▸ DOCUMENT SEGMENT:
I need advice, please, how can i stop?
 
Hi mate.


Well, it's not easy to just stop a habit just like that. You will have to be realistic about how you will be feeling and for roughly how long and how best to make it more comfortable so you dont crack and go back to using, even an odd dip or two once in a while will just extend it.


I haven't used coke in a while as I'm in Australia and it's far out of reach for anything but special occasions, meth is the monkey on my back and while both are stimulants, they are very different in their effects and usual withdrawal symptoms are a little different.

Someone else could assist you here in regards to specifics about cocaine as theres other druggies around who have been in the same boat as you.

You are definately not alone mate.


Are you working at the moment? Is so, good. Can you arrange a couple of weeks off? If do do that and the sooner the better. It will take as long as you can manage to get some down time and no pressure of schedule to get the ritualistic addictive pattern broken, enough to start getting past it and not thinking about coke all the time.


Do you have a person who already knows you do coke and some understanding of how much that you can ask to assist you for a few days?

If so, it would help if you just told them you have hit the wall and would like them to just be around in the background and help sort out your home.

▸ WHAT THE TASK ASKS: Return the full forum reply on quitting cocaine word for word. The entries have no connection to the forum reply above.

[Entries from a collection]
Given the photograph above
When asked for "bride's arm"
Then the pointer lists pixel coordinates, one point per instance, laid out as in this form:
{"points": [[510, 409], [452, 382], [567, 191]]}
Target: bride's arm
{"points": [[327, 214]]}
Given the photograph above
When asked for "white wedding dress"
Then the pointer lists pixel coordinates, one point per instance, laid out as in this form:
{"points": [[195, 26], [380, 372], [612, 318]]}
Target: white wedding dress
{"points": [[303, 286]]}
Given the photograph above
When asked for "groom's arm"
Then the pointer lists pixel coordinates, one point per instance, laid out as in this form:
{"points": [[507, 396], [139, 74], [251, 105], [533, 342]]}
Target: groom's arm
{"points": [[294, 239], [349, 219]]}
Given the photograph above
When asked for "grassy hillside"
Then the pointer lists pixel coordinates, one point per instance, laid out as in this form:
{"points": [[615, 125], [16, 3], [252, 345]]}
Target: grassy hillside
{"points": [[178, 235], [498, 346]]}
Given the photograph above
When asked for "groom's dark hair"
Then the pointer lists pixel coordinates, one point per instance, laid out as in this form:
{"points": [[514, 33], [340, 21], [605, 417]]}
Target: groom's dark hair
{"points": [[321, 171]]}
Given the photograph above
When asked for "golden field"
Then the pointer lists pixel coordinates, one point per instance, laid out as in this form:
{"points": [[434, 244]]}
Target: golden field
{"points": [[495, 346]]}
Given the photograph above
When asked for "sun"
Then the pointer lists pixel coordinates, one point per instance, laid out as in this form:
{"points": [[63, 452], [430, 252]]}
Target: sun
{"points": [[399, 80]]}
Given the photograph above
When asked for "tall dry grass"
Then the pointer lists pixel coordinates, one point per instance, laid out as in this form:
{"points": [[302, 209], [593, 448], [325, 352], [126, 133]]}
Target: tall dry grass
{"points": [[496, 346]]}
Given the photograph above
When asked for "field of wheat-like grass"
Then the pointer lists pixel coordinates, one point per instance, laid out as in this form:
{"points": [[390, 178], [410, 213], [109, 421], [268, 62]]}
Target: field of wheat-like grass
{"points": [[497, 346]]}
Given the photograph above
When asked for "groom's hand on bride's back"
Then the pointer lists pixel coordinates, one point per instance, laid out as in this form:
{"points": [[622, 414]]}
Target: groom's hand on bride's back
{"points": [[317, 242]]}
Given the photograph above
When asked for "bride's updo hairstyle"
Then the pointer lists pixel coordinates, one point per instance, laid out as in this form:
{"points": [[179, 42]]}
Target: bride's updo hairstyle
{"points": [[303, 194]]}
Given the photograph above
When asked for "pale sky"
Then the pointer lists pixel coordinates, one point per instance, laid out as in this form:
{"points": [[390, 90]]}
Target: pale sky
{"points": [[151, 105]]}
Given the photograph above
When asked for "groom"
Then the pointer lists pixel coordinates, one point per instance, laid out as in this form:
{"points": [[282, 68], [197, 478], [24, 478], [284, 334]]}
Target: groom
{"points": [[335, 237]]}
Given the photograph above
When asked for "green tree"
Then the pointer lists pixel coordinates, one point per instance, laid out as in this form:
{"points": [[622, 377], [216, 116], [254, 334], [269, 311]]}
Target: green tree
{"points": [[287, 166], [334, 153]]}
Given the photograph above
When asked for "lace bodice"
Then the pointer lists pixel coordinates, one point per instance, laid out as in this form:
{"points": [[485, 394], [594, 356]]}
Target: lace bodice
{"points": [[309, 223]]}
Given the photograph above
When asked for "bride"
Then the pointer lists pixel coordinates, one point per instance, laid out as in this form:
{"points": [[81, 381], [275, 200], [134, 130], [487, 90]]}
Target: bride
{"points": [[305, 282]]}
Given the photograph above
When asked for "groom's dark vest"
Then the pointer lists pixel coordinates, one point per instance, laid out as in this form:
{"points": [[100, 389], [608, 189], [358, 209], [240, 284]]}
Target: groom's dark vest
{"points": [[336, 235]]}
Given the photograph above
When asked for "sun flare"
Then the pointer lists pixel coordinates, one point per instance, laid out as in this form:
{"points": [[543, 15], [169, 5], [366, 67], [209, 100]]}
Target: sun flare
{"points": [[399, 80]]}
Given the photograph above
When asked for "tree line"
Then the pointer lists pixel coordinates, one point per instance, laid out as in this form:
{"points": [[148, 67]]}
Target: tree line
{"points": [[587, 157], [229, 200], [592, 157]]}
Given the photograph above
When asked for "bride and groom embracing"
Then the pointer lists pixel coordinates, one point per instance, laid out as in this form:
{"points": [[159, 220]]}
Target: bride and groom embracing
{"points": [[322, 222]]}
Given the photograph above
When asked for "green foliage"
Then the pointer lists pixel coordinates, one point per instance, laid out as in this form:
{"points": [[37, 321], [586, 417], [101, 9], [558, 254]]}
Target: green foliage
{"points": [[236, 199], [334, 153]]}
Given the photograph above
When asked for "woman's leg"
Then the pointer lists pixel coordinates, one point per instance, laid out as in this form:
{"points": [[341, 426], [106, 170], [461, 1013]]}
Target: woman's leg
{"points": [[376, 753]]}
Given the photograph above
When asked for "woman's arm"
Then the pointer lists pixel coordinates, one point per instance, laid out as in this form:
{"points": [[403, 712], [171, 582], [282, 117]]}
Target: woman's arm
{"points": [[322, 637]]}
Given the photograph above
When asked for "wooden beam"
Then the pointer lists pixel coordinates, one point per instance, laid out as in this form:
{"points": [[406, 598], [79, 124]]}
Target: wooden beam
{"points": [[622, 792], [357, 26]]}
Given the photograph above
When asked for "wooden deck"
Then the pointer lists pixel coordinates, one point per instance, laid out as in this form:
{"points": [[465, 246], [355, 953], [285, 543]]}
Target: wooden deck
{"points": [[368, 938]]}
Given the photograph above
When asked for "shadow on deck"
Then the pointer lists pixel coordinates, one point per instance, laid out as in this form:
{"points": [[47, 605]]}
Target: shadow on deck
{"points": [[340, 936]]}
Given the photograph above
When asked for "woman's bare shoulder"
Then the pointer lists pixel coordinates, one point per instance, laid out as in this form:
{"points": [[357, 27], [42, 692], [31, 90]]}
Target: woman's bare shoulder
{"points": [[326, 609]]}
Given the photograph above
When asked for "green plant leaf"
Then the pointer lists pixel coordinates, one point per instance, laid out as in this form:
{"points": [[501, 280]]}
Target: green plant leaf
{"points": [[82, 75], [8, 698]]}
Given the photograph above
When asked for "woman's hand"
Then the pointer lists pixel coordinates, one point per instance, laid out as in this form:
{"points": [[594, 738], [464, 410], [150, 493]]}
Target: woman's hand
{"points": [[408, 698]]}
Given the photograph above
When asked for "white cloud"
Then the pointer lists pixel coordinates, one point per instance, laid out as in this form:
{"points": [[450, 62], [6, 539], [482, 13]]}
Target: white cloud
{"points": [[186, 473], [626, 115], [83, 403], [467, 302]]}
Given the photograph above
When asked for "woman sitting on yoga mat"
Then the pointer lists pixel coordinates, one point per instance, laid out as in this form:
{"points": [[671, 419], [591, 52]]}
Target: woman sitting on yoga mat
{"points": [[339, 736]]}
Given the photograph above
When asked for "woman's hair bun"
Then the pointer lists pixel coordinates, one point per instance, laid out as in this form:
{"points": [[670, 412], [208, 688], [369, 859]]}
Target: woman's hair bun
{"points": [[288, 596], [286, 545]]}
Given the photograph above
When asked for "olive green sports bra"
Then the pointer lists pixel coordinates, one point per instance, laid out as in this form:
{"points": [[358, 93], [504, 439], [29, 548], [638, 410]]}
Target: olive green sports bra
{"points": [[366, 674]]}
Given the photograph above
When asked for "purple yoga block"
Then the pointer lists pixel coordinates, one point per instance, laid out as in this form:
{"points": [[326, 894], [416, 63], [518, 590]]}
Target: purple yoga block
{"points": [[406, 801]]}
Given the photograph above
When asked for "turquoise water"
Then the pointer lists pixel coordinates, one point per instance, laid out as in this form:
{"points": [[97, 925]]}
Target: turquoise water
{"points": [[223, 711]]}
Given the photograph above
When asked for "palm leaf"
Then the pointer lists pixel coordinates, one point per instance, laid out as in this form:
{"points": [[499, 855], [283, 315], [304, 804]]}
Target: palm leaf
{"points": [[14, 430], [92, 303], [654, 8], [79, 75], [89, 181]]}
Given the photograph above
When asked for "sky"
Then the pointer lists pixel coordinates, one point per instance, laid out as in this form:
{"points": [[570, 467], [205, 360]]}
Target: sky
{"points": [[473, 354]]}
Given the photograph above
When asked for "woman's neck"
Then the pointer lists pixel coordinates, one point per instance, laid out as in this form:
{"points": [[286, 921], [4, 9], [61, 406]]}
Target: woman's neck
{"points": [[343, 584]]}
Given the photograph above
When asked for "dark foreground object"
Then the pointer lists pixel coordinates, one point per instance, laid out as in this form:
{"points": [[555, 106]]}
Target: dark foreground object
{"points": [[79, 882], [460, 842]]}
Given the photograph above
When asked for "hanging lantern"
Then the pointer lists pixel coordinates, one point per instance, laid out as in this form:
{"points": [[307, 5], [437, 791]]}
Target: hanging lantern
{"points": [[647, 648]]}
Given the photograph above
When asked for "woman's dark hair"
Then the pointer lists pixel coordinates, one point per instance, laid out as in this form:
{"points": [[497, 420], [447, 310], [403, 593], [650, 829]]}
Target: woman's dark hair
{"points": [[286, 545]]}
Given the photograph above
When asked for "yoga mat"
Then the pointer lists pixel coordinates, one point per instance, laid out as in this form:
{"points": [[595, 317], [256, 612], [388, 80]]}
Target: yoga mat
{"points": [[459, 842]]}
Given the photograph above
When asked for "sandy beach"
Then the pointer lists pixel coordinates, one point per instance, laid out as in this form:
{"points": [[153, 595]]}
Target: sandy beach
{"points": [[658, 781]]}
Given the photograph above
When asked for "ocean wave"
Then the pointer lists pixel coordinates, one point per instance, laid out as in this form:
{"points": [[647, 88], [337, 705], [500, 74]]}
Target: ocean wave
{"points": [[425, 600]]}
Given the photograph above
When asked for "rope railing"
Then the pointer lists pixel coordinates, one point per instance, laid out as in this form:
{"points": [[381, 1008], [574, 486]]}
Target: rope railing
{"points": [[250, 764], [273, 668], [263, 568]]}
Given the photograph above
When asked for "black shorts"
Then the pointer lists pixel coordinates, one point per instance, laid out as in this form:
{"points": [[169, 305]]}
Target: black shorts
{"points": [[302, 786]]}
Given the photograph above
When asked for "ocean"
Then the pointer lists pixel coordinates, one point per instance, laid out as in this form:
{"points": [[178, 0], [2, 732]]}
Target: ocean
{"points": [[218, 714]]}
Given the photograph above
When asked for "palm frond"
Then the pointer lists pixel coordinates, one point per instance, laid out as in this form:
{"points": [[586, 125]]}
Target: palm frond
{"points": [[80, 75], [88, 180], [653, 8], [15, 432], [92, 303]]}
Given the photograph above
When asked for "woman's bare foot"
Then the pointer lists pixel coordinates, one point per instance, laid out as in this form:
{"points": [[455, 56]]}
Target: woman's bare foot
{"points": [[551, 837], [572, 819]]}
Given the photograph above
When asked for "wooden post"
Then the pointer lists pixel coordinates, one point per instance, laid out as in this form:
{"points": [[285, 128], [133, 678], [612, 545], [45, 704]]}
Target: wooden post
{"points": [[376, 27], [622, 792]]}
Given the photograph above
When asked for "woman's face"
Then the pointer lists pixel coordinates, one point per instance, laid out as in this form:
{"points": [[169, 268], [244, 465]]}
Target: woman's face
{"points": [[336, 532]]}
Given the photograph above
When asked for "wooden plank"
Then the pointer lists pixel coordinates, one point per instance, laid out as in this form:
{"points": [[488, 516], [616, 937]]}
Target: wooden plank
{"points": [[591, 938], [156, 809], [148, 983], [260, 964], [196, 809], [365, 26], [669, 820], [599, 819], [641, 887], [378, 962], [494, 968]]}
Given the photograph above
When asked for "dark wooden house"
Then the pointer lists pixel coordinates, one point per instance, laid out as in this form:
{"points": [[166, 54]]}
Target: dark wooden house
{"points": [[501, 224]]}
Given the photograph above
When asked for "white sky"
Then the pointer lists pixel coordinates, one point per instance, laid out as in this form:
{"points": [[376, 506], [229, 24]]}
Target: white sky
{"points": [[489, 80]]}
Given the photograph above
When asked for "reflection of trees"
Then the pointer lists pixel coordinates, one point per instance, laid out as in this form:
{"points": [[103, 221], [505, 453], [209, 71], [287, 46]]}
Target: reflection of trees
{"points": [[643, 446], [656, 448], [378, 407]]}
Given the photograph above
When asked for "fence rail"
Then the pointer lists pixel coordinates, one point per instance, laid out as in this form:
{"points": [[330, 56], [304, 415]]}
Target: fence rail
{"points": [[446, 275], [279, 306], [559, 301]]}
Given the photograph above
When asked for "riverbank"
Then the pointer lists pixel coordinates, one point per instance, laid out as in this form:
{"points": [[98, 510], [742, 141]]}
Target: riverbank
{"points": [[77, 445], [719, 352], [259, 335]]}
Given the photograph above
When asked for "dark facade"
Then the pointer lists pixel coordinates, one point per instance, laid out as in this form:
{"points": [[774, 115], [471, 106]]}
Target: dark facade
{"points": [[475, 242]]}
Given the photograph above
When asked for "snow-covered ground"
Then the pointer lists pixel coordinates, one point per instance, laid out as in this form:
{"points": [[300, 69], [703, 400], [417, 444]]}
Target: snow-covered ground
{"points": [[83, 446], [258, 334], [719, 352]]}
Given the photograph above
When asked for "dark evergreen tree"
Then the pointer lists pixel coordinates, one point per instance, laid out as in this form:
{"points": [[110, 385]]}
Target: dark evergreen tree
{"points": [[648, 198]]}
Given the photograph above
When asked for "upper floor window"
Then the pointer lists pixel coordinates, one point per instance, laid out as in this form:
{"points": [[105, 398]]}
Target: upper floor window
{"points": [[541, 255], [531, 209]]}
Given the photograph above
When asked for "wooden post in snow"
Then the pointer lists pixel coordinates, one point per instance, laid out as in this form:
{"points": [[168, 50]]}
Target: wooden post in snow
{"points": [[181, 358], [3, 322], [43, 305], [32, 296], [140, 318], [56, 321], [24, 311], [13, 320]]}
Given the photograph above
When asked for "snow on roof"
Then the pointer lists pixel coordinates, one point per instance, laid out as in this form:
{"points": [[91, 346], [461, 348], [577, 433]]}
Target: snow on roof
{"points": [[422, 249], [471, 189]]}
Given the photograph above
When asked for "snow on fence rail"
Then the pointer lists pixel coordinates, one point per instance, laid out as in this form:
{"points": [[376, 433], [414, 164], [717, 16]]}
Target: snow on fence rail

▸ TASK ANSWER:
I need advice, please, how can i stop?
 
Hi mate.


Well, it's not easy to just stop a habit just like that. You will have to be realistic about how you will be feeling and for roughly how long and how best to make it more comfortable so you dont crack and go back to using, even an odd dip or two once in a while will just extend it.


I haven't used coke in a while as I'm in Australia and it's far out of reach for anything but special occasions, meth is the monkey on my back and while both are stimulants, they are very different in their effects and usual withdrawal symptoms are a little different.

Someone else could assist you here in regards to specifics about cocaine as theres other druggies around who have been in the same boat as you.

You are definately not alone mate.


Are you working at the moment? Is so, good. Can you arrange a couple of weeks off? If do do that and the sooner the better. It will take as long as you can manage to get some down time and no pressure of schedule to get the ritualistic addictive pattern broken, enough to start getting past it and not thinking about coke all the time.


Do you have a person who already knows you do coke and some understanding of how much that you can ask to assist you for a few days?

If so, it would help if you just told them you have hit the wall and would like them to just be around in the background and help sort out your home.